- YOUR GOAL -
Exact reproduction of the data is required, with images excluded.

- STORED ROWS -
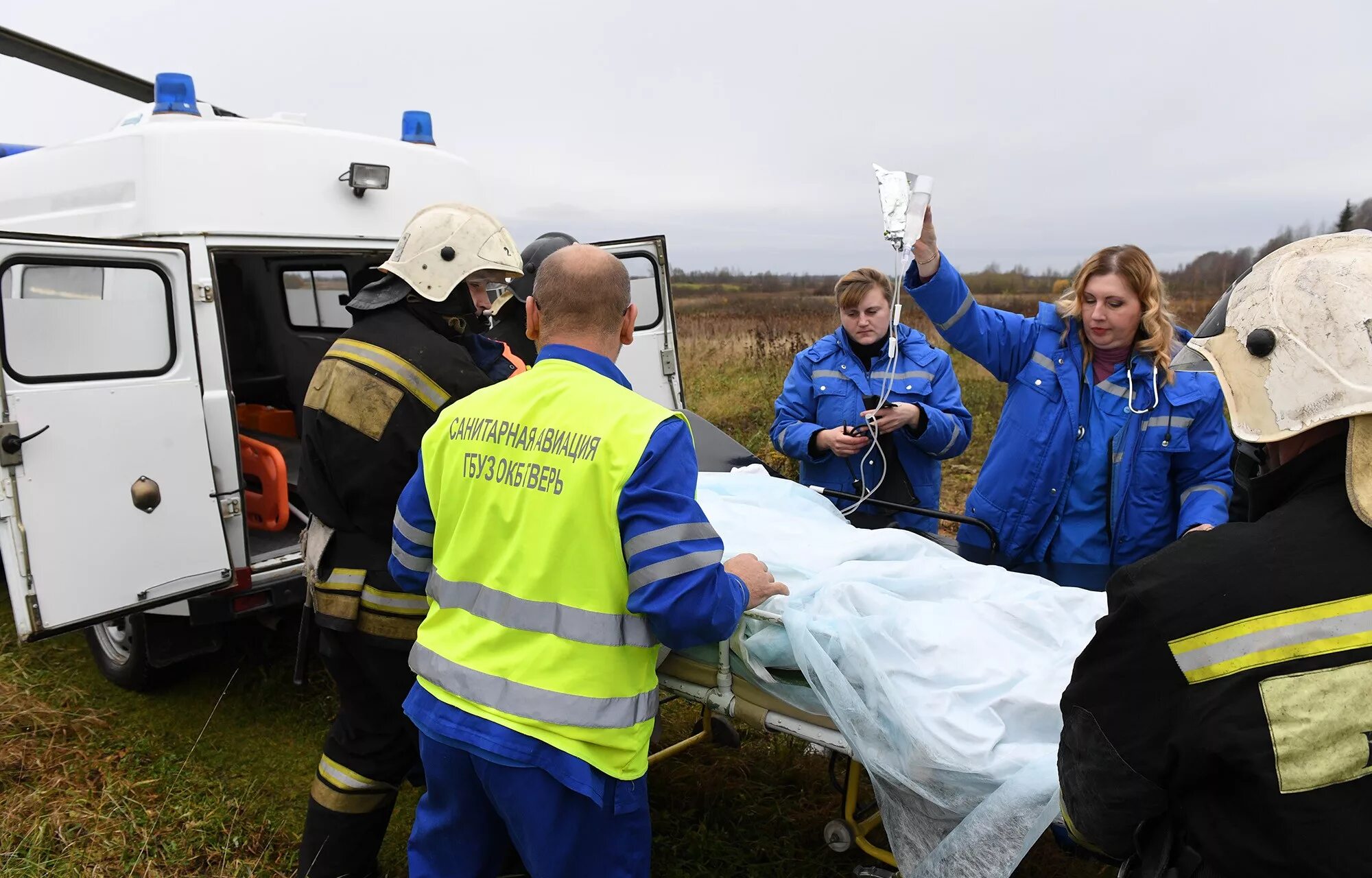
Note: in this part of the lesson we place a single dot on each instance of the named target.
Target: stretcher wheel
(722, 731)
(839, 836)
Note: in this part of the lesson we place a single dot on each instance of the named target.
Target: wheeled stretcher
(726, 688)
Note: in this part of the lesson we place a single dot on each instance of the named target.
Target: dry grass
(78, 798)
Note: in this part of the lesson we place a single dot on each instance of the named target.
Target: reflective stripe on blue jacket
(827, 388)
(1170, 468)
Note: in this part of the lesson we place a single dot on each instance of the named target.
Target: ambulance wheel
(120, 650)
(839, 836)
(722, 732)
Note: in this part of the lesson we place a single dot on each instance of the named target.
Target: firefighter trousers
(371, 750)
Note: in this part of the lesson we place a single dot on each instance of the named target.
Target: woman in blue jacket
(1104, 455)
(823, 410)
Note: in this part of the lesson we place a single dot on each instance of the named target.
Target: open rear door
(651, 361)
(108, 499)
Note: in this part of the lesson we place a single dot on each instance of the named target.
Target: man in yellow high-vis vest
(537, 662)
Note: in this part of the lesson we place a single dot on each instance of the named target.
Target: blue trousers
(475, 810)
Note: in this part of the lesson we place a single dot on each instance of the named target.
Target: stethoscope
(1130, 399)
(1082, 430)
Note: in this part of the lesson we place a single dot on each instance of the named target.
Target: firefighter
(415, 348)
(537, 663)
(508, 322)
(1220, 722)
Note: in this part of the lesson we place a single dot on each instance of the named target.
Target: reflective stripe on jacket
(1168, 474)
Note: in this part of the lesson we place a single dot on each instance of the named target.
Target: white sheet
(945, 676)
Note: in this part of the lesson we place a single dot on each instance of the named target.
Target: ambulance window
(315, 300)
(643, 290)
(109, 320)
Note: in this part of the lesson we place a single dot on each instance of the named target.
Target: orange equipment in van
(268, 507)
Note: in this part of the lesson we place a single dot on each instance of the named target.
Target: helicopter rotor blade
(72, 65)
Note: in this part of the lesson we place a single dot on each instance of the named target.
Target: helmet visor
(1190, 360)
(1215, 323)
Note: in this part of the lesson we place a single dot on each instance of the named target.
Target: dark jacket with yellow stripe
(378, 389)
(1229, 693)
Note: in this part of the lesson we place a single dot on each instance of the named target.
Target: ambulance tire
(120, 650)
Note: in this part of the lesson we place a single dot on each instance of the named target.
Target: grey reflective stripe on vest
(411, 533)
(1218, 489)
(532, 703)
(1167, 422)
(411, 562)
(674, 534)
(957, 436)
(569, 624)
(962, 312)
(422, 386)
(674, 567)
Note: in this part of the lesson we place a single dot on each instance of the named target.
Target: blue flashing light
(418, 127)
(174, 93)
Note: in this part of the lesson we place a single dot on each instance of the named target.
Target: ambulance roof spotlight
(364, 178)
(418, 127)
(174, 93)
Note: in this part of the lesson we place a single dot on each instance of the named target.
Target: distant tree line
(1209, 274)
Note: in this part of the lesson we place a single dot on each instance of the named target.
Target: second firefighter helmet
(540, 249)
(445, 245)
(1292, 345)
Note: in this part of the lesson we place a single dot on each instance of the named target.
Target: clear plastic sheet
(945, 676)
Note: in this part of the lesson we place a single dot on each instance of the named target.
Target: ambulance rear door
(651, 363)
(108, 500)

- FINAL RESULT -
Note: in this part of the lesson we place a single dot on each instance of the named target.
Target: stretcher wheel
(722, 731)
(839, 836)
Note: in this part of the lesson we place a single dot on each instance of the named target.
Target: wheeled stretcher
(726, 688)
Note: in this part of the lesson we place a single dot on each instance of the named target.
Target: dry grass
(78, 798)
Note: in this part of the lesson we place a single dot on each instance of the named target.
Target: reflective stripe on blue jacket
(827, 388)
(1170, 468)
Note: in this part of the lesson we place a single dot on each instance of the named target.
Target: ambulance wheel
(120, 650)
(839, 836)
(722, 732)
Note: in this part of the lesson we place a single dot on each instance of the named target.
Target: firefighter trousers
(371, 750)
Note: in this part of the lesson we place a single dot on each instance of the named target.
Target: woman in blue jacket
(1104, 455)
(823, 410)
Note: in this part of the lesson we place a single dot on each instance of the named target.
Target: open rear door
(651, 361)
(108, 499)
Note: in this part of the lesson we place a single dot on each instance of the named target.
Target: man in yellow high-vis vest
(537, 662)
Note: in this part of the lesson we place a single dot on each instance of the named target.
Target: blue trousers
(475, 810)
Note: in this part of the lesson we place a single dot on each instance of the named target.
Target: stethoscope
(1130, 399)
(1082, 430)
Note: in this part of the lesson we place a single dot on each instance of the named target.
Target: firefighter
(415, 348)
(537, 663)
(508, 322)
(1220, 722)
Note: in this part of the lesson we place a single dot on each instance of the named target.
Target: reflective stripe on jacket
(1168, 474)
Note: in this part of the lesson we place a single dot on each instance of the named target.
Target: white sheet
(945, 676)
Note: in this part of the lesson we place a single dot on each instance of the named target.
Target: ambulance window
(315, 300)
(643, 290)
(109, 320)
Note: in this part of the lesson we place a single dot on each instance of the named target.
Target: orange equipment in van
(268, 507)
Note: in this part of the lesson we place a single dot on each instance of the named target.
Target: helicopter rotor blade
(72, 65)
Note: in this part of the lesson we place a single dot on each instance of the named target.
Target: helmet visor
(1190, 360)
(1215, 323)
Note: in this part of the lesson we place a single dot on each instance of the named target.
Target: dark jacket with yellow stripe
(378, 389)
(1229, 693)
Note: in this part of the lesson we place a single dot on each instance of the named target.
Target: ambulance tire
(120, 650)
Note: in this part of the lesson we place a single dot on each instance of the named target.
Target: grey reflective stripe on vest
(411, 533)
(1218, 489)
(532, 703)
(1167, 422)
(411, 562)
(674, 534)
(957, 436)
(569, 624)
(962, 312)
(422, 386)
(674, 567)
Note: in this part of the lesson we place a single dot on each instance of the named target.
Target: blue flashing light
(418, 127)
(174, 93)
Note: in this part of the lesson we place a single dot on each instance of the named target.
Target: ambulance roof spotlight
(364, 178)
(418, 127)
(174, 93)
Note: in this part of the lesson we place a single dot on each instance of the named target.
Target: distant tree line
(1209, 274)
Note: in this part of the lesson we place a single dot on each instance of the named target.
Target: second firefighter helmet
(540, 249)
(445, 245)
(1292, 345)
Note: in this part of the lesson we place a single dot on each instance of the named target.
Target: clear plastic sheet
(945, 676)
Note: in this part of the lesson we place a single dot on each instance of the named target.
Target: ambulance rear door
(651, 363)
(108, 500)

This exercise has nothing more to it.